>>>>

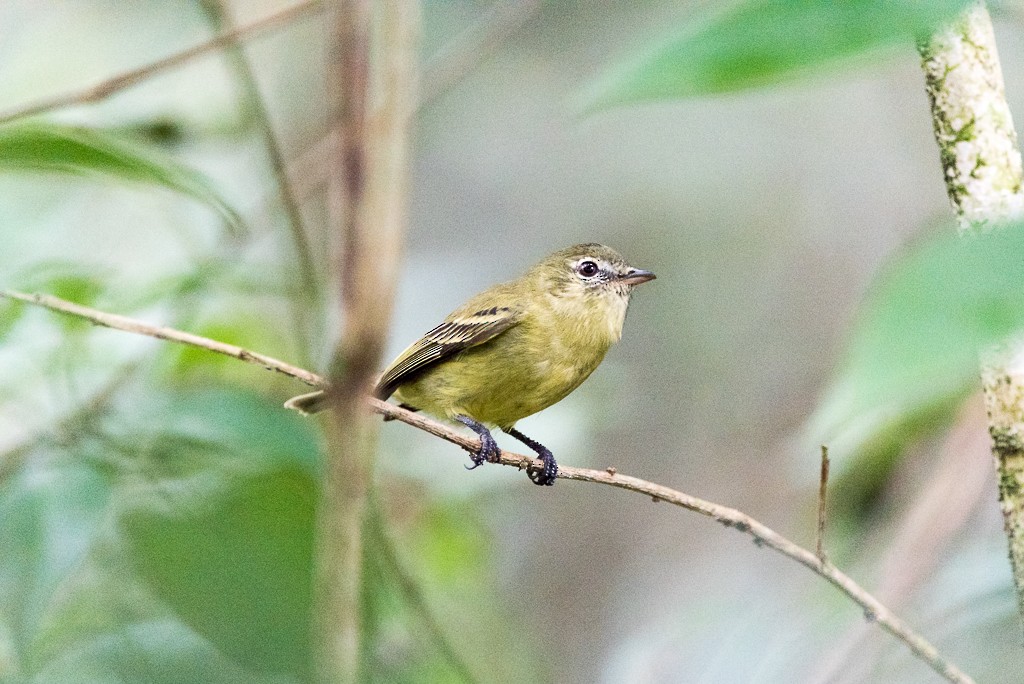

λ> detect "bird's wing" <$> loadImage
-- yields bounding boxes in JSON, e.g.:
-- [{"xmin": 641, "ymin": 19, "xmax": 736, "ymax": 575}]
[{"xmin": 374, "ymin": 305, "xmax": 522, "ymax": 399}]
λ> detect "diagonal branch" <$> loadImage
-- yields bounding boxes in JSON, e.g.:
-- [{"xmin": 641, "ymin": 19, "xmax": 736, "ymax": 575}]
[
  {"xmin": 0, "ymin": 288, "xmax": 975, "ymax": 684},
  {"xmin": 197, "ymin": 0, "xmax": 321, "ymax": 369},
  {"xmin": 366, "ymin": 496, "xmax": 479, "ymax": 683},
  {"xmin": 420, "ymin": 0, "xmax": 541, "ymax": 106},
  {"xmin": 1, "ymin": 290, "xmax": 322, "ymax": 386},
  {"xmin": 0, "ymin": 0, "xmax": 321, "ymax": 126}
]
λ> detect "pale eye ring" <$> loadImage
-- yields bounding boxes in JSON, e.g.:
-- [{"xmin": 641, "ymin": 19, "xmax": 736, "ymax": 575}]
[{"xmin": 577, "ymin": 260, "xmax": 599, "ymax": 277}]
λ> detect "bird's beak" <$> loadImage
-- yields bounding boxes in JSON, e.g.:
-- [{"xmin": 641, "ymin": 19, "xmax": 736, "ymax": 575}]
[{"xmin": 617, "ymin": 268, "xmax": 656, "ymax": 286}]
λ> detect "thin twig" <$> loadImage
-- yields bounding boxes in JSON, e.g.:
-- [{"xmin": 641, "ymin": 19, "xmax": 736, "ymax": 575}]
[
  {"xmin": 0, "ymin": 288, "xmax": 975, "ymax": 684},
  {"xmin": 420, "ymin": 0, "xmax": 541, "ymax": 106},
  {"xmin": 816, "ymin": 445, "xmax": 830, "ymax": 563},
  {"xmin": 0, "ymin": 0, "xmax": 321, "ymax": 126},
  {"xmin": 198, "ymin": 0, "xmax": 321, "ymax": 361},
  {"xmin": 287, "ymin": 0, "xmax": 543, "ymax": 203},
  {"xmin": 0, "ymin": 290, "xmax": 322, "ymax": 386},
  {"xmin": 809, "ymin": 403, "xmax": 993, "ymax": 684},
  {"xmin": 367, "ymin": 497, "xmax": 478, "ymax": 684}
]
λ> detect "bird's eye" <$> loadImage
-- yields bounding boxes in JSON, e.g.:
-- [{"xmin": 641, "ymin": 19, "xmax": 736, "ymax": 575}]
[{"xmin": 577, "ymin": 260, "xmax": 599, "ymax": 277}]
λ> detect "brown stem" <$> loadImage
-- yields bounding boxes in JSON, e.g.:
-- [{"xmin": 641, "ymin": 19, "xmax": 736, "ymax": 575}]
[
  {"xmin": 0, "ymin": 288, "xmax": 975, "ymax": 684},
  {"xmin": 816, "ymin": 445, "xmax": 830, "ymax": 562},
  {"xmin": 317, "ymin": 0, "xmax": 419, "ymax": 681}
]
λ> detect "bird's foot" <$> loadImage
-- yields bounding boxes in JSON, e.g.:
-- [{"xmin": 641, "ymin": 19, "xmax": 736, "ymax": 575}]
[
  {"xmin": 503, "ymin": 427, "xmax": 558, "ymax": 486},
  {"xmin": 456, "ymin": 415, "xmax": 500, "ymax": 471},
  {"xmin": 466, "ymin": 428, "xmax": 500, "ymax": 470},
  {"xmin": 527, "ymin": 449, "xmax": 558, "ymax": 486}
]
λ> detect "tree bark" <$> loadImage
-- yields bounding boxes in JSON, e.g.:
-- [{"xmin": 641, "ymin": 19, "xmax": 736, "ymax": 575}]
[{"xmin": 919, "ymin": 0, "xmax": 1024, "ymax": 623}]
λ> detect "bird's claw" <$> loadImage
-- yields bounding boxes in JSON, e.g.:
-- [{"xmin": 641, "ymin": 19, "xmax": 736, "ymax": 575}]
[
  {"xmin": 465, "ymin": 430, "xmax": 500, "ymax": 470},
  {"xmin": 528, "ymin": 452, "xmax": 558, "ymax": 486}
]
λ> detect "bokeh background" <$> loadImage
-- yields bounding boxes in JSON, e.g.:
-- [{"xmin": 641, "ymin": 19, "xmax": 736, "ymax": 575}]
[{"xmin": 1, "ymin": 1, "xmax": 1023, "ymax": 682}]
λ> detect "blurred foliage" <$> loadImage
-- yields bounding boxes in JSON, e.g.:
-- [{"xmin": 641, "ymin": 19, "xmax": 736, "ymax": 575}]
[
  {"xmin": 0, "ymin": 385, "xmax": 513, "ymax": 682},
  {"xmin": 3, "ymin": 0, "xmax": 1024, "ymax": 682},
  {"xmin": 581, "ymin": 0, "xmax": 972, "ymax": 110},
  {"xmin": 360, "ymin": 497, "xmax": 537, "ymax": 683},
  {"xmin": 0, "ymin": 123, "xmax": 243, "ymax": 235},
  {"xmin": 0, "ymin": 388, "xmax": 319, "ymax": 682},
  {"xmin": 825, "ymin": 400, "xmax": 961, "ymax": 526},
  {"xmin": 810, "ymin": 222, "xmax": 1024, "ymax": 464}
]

<<<<
>>>>

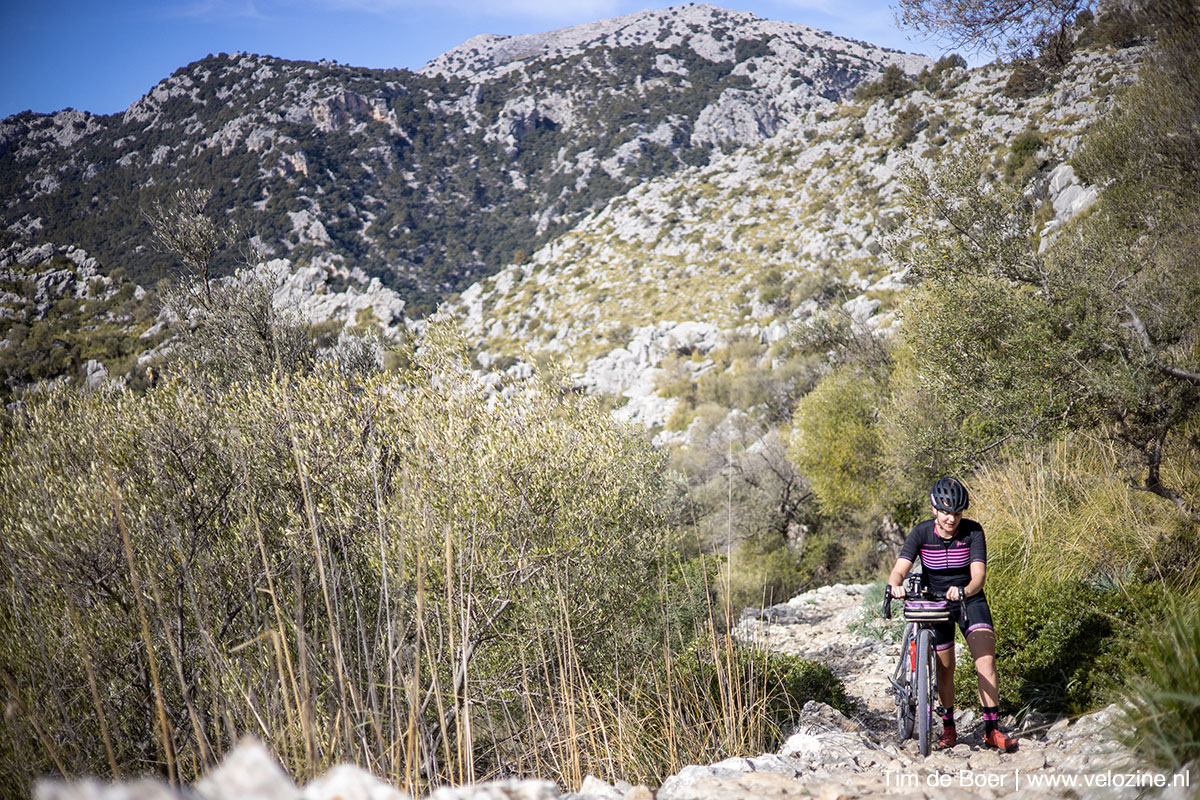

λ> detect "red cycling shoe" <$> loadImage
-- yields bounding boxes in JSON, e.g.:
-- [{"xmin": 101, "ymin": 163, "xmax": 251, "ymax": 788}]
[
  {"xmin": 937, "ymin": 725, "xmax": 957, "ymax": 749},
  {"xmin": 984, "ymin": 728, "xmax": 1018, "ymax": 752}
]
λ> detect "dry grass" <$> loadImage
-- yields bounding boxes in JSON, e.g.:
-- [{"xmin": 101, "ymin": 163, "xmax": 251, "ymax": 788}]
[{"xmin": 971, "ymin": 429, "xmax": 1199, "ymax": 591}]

<<<<

**Requirement**: Working through the entries above, copy every line in which "bird" is found.

**Written answer**:
λ> detect "bird's wing" <$> loadImage
λ> detect "bird's beak" <$> loadImage
λ> detect "bird's eye" <$> loadImage
λ> detect "bird's foot" <$> loadImage
λ> detect "bird's claw" <$> loadImage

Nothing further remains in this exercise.